***** DATA EXCERPTS *****

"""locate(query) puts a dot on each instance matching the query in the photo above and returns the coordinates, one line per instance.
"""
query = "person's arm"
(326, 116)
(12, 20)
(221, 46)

*****

▸ **WORK INSTRUCTION**: Copy the entries above exactly, leaving none out.

▸ **REPLY**:
"""locate(query) puts a dot on each instance matching the query in the photo above and returns the coordinates, one line per instance.
"""
query = "person's arm"
(326, 116)
(12, 20)
(221, 46)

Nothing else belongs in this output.